_REQUIRED TASK:_ Could you rewrite every line of the records below, requests included, but shift each coordinate in the answers by -100 and leave out the pictures?

══ RECORDS FOR THE TASK

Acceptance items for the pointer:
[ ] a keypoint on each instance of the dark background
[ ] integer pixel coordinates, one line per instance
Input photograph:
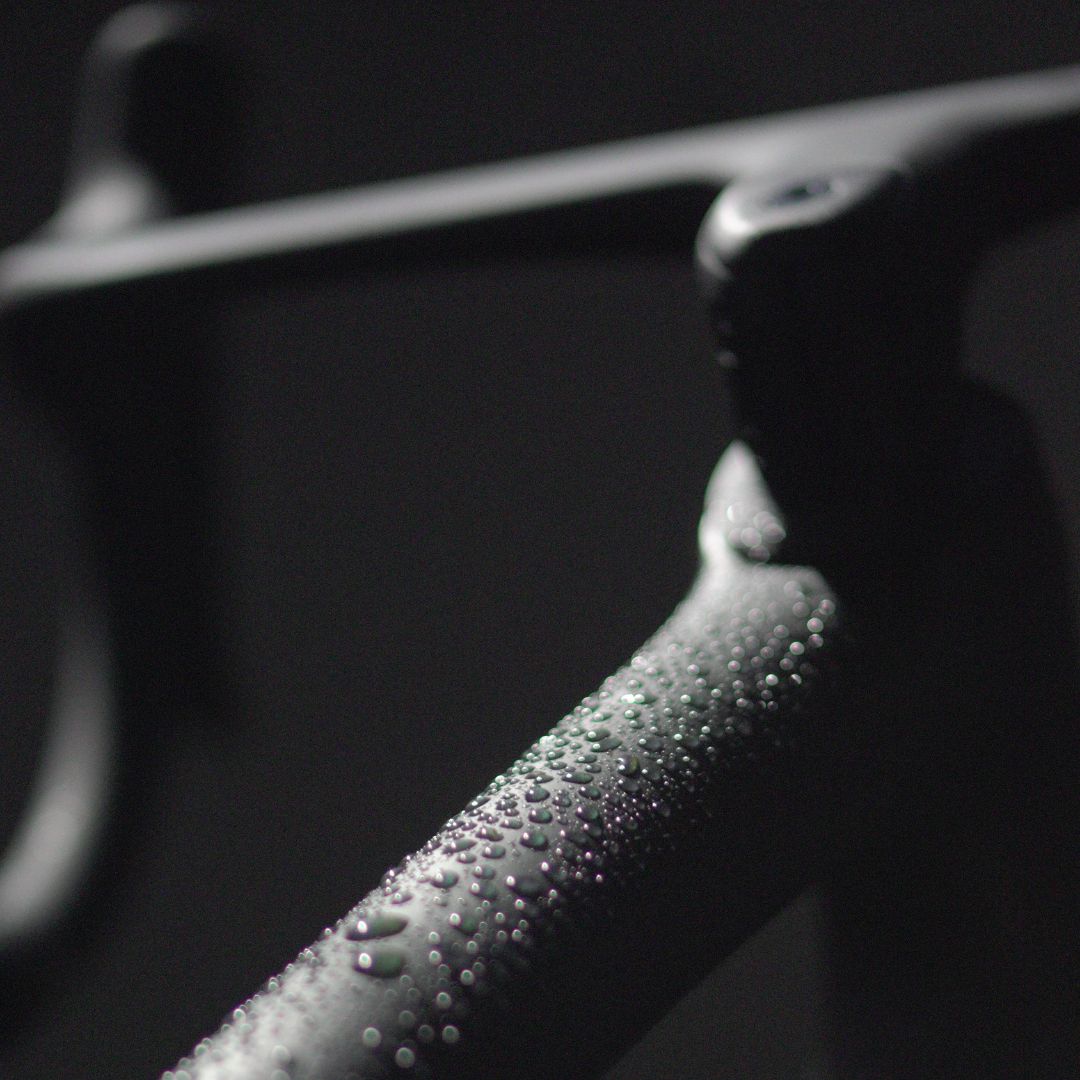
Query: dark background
(454, 497)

════

_EXERCISE OUTPUT:_
Acceptance items for the pointer:
[ ] a keypoint on each instance of the dark background
[ ] integer pixel coordinates, one line per instance
Input photograph:
Query: dark background
(354, 397)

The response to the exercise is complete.